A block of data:
★ ★ ★ ★
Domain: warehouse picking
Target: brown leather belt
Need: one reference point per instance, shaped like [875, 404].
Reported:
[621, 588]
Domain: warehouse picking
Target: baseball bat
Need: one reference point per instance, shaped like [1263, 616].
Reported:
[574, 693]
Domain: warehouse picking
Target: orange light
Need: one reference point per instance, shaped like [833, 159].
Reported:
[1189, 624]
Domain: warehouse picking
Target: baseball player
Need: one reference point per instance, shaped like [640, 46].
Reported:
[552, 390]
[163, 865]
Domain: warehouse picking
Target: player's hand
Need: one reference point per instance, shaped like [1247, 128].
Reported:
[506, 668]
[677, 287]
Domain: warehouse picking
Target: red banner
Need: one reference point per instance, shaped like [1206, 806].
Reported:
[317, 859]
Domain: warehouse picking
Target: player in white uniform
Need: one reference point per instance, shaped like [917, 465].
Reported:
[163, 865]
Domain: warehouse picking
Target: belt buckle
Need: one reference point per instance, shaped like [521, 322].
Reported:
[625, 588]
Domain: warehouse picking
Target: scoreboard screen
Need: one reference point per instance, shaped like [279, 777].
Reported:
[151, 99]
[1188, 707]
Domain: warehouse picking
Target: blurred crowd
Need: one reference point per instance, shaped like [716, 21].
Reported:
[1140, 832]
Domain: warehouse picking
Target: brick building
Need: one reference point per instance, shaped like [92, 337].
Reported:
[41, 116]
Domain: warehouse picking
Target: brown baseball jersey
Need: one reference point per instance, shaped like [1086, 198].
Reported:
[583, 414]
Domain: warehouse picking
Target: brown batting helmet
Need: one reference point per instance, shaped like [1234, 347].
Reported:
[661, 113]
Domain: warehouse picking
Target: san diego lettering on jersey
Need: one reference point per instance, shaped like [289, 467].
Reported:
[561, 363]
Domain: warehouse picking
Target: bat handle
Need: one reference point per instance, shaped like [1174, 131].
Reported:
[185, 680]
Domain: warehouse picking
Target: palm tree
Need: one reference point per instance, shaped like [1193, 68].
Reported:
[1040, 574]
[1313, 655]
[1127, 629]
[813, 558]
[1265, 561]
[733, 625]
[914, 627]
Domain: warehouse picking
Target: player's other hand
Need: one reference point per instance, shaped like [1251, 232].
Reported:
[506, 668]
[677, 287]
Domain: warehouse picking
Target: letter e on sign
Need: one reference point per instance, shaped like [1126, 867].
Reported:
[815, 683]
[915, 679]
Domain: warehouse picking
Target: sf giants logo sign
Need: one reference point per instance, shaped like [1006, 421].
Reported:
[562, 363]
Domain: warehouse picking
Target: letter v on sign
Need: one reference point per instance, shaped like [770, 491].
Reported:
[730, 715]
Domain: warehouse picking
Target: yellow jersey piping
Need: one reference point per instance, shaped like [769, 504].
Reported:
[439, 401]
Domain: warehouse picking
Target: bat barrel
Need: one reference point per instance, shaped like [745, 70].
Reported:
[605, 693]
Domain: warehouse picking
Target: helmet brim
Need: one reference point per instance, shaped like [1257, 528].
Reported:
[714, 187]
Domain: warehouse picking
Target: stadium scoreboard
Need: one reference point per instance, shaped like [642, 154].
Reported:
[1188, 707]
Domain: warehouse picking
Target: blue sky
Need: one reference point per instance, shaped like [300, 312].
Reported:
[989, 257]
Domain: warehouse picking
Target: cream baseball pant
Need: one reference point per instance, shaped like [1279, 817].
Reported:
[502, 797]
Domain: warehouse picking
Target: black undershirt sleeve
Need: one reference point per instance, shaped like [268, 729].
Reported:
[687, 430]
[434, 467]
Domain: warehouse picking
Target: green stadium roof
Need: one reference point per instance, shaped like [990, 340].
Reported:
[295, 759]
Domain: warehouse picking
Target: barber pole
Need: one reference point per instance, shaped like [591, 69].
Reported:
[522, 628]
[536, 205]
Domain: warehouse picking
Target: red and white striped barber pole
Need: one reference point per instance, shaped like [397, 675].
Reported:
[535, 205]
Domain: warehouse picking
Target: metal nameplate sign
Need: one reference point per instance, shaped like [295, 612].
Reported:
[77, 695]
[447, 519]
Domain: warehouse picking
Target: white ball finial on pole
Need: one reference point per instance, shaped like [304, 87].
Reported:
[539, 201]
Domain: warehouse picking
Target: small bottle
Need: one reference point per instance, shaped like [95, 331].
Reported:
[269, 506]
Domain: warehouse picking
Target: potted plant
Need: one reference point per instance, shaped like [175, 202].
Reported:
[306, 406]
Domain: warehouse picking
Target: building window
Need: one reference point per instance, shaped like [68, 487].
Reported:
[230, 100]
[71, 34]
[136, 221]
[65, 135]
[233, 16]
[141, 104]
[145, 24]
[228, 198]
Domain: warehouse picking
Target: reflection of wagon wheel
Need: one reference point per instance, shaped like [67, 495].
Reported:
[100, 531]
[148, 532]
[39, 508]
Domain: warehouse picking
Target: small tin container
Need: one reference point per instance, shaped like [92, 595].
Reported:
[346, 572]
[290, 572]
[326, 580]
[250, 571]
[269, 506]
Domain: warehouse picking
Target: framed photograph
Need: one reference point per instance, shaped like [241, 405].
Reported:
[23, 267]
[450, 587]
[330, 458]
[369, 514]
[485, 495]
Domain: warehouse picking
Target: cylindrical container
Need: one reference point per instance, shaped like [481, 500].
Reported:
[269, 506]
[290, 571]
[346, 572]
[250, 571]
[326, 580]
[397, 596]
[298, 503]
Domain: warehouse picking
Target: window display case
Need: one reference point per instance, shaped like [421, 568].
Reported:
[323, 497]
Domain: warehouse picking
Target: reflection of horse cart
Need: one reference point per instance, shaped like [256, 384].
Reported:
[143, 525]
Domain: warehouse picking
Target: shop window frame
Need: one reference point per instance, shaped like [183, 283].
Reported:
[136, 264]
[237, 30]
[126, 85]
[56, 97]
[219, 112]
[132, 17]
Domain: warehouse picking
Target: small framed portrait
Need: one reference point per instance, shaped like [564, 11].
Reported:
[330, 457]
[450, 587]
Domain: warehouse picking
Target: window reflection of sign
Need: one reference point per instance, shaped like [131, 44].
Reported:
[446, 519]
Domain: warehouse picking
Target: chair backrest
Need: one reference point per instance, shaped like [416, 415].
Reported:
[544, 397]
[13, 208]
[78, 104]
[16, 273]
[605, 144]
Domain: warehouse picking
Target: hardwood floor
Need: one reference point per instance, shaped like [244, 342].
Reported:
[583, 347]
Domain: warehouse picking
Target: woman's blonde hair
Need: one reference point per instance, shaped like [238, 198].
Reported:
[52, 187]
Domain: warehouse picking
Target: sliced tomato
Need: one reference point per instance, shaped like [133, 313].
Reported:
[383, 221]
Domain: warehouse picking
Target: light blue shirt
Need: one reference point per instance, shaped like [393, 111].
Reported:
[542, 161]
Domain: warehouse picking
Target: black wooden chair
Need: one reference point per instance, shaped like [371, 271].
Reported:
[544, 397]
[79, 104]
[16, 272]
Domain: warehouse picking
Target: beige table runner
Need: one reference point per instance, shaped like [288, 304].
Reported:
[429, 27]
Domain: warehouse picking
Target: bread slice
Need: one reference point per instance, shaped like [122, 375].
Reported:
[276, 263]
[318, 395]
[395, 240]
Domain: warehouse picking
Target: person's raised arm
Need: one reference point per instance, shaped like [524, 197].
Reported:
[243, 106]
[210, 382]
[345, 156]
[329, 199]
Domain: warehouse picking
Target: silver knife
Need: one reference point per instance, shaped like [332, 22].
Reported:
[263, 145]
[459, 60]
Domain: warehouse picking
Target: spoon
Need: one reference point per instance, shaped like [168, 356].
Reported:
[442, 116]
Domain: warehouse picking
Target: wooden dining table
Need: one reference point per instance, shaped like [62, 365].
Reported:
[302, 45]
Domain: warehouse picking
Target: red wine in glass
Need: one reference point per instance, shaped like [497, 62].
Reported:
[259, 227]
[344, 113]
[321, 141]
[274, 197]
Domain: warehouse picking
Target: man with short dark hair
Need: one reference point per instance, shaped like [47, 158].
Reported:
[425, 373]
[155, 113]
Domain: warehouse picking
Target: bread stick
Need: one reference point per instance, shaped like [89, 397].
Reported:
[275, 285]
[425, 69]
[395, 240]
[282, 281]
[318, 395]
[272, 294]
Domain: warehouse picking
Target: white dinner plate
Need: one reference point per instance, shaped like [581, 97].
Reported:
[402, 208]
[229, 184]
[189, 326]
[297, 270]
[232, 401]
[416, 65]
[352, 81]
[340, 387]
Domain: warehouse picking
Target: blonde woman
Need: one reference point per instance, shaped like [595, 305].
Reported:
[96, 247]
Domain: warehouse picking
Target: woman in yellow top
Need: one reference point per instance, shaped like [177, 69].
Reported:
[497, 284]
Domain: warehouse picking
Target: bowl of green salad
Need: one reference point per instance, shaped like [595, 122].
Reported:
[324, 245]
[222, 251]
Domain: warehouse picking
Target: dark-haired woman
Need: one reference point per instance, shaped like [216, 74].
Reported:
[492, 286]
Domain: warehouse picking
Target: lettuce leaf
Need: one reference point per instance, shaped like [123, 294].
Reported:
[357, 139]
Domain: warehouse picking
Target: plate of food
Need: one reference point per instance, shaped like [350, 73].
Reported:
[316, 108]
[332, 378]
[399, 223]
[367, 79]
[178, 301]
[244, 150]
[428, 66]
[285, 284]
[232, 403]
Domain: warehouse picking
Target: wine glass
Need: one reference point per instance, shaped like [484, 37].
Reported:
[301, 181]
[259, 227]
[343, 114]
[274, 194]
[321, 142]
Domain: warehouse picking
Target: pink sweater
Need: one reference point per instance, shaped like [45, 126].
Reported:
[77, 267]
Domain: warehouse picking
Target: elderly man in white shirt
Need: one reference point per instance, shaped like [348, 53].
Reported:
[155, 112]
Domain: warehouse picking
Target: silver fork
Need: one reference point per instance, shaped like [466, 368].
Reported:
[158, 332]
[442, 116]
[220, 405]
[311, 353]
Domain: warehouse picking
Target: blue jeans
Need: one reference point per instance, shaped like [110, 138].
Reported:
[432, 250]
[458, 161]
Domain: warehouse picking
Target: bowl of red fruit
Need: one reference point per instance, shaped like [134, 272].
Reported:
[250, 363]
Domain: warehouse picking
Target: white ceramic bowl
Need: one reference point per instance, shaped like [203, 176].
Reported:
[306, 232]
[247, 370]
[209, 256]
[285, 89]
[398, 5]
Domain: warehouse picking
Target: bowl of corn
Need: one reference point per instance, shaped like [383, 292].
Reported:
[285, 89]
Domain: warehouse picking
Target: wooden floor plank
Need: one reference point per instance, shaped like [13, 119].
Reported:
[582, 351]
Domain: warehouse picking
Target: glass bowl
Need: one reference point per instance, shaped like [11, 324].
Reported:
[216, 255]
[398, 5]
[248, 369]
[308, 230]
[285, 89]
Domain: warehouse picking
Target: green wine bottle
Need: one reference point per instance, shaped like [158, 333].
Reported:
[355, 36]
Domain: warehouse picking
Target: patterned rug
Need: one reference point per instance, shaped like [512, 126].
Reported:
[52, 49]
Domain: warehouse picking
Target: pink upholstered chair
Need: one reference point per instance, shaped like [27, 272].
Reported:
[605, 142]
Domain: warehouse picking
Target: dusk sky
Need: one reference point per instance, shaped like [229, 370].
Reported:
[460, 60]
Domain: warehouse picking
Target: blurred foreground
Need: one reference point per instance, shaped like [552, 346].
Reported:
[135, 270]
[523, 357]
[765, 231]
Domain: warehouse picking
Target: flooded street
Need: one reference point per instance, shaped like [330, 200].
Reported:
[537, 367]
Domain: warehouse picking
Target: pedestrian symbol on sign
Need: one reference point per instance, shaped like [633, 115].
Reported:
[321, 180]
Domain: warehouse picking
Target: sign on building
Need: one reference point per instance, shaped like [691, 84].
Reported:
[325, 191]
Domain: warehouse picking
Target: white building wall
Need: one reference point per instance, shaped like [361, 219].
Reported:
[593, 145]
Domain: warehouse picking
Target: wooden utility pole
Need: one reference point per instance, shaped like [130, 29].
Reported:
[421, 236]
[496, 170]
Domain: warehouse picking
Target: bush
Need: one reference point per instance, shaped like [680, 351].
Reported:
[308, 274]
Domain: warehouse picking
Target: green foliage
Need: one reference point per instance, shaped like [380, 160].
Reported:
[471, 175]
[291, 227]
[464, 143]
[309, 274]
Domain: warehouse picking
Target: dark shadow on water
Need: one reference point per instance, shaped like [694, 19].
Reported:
★ ★ ★ ★
WHAT YOU HAVE TO DO: How many lines of the material above contain the string "bowl"? Reply with the number alone.

OUTPUT: 5